-- START Data for this task --

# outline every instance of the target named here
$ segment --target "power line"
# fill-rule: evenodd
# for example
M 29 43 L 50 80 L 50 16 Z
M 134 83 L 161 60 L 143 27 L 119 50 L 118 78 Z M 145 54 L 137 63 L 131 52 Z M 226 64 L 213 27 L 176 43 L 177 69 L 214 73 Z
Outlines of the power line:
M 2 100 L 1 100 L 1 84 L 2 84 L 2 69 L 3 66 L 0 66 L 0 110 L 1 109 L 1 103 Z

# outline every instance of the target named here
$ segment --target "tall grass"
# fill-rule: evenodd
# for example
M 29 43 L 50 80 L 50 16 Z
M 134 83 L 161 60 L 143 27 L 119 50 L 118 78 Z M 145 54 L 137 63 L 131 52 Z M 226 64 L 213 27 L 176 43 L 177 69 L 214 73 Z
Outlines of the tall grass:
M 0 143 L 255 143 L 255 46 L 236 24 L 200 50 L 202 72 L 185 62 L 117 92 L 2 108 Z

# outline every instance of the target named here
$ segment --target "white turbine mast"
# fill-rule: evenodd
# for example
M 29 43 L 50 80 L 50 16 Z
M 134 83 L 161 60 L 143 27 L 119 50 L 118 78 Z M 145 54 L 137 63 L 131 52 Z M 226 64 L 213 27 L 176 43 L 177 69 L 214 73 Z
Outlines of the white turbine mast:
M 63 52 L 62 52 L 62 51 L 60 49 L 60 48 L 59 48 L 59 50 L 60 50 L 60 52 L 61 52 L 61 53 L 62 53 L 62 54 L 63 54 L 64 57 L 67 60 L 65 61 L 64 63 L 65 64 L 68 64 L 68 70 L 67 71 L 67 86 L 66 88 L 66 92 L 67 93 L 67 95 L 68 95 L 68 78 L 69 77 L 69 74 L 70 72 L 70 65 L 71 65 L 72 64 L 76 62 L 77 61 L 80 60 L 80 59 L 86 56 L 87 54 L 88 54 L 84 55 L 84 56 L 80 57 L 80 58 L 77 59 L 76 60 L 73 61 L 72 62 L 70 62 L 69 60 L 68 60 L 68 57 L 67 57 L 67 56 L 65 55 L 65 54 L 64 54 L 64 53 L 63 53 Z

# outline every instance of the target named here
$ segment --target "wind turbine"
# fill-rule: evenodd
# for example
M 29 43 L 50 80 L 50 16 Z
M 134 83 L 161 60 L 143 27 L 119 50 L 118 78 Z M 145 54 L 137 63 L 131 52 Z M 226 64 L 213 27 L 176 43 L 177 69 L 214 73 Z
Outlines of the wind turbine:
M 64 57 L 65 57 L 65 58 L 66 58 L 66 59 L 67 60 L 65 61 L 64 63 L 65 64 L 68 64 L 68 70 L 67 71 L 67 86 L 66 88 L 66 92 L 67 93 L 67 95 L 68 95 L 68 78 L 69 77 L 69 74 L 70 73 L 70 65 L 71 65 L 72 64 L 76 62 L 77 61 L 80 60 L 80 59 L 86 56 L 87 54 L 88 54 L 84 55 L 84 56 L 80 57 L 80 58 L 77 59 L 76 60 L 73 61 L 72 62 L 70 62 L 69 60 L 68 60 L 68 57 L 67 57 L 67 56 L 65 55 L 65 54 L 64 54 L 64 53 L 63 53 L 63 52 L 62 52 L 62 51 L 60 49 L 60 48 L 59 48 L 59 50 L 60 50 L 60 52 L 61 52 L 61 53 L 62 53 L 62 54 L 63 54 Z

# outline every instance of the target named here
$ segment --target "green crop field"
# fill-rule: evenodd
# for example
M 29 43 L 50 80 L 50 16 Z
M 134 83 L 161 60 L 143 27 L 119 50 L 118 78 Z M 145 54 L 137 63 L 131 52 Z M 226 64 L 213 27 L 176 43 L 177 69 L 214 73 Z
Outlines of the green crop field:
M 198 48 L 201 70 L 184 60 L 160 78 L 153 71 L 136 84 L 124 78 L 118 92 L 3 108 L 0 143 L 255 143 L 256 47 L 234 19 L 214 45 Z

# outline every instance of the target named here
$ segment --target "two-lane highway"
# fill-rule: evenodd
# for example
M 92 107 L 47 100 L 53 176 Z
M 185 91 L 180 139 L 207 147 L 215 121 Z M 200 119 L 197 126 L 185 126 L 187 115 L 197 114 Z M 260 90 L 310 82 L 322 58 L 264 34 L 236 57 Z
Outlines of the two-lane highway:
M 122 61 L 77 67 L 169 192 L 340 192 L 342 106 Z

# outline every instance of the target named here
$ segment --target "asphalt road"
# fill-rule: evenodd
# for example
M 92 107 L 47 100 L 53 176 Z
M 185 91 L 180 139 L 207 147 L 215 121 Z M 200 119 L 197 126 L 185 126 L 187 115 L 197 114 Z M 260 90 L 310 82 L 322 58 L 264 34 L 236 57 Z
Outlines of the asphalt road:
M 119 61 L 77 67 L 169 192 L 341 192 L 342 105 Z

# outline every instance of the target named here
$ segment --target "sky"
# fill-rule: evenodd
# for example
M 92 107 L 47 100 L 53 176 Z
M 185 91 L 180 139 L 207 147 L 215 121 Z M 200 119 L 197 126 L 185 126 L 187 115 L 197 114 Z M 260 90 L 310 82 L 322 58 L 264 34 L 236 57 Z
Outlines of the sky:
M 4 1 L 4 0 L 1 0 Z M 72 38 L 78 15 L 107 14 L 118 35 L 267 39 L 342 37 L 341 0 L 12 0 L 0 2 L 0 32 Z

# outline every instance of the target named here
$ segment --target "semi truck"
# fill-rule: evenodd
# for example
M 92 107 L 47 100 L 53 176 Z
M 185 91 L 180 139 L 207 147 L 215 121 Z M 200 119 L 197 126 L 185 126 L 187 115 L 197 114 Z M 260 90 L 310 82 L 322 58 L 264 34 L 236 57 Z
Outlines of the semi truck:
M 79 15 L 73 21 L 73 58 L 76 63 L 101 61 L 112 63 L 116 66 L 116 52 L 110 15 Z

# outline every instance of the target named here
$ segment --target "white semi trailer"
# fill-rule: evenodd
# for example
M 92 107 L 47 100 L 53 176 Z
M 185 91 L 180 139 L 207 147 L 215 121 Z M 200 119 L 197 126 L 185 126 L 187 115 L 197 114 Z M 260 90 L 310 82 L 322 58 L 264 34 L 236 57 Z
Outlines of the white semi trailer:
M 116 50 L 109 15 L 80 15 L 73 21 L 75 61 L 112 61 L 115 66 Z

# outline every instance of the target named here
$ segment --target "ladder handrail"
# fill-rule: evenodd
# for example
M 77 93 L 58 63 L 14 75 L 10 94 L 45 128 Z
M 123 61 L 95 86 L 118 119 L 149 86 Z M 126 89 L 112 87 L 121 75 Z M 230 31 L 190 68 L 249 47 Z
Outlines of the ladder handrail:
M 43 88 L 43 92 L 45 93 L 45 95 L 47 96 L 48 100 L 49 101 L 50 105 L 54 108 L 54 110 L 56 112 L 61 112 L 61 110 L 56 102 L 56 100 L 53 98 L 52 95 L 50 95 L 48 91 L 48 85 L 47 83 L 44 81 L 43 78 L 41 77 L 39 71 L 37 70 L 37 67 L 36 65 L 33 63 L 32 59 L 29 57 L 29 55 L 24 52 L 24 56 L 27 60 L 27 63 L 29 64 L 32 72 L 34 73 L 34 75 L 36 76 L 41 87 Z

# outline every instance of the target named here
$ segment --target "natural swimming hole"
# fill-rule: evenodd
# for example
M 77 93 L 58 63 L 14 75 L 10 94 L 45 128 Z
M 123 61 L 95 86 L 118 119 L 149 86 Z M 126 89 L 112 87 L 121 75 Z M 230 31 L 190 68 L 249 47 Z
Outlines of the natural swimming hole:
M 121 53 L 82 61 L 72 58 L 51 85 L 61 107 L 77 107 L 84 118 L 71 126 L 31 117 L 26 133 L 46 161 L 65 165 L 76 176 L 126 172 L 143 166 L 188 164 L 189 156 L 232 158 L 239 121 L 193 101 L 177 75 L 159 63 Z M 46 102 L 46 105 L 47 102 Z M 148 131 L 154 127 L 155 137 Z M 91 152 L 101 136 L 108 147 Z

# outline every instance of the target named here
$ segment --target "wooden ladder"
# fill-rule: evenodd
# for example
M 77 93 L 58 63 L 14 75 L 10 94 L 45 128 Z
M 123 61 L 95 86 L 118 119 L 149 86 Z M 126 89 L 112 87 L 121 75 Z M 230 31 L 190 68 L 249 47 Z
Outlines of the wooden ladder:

-- END Data for this task --

Exercise details:
Render the stretch of the material above, from its beginning through the line containing "M 0 143 L 255", as a numbered list, omitting any blank lines.

Task result:
1. # outline every instance of the target named here
2. $ segment --target "power line"
3. # fill-rule: evenodd
4. # for example
5. M 29 43 L 50 80 L 50 16 Z
6. M 134 83 L 161 60 L 143 27 L 119 50 L 118 78 Z M 145 54 L 137 63 L 131 52 Z M 226 64 L 213 27 L 176 43 L 177 69 L 214 73 Z
7. Outlines of the power line:
8. M 2 100 L 1 100 L 1 84 L 2 84 L 2 69 L 3 66 L 0 66 L 0 110 L 1 109 L 1 103 Z
9. # outline every instance of the target named here
10. $ segment --target "tall grass"
11. # fill-rule: evenodd
12. # for example
13. M 29 43 L 50 80 L 50 16 Z
14. M 134 83 L 161 60 L 143 27 L 119 50 L 118 78 Z M 145 54 L 137 63 L 131 52 Z M 226 64 L 213 27 L 176 43 L 177 69 L 214 73 Z
15. Outlines of the tall grass:
16. M 0 143 L 255 143 L 255 46 L 236 24 L 200 50 L 202 72 L 185 62 L 117 92 L 2 108 Z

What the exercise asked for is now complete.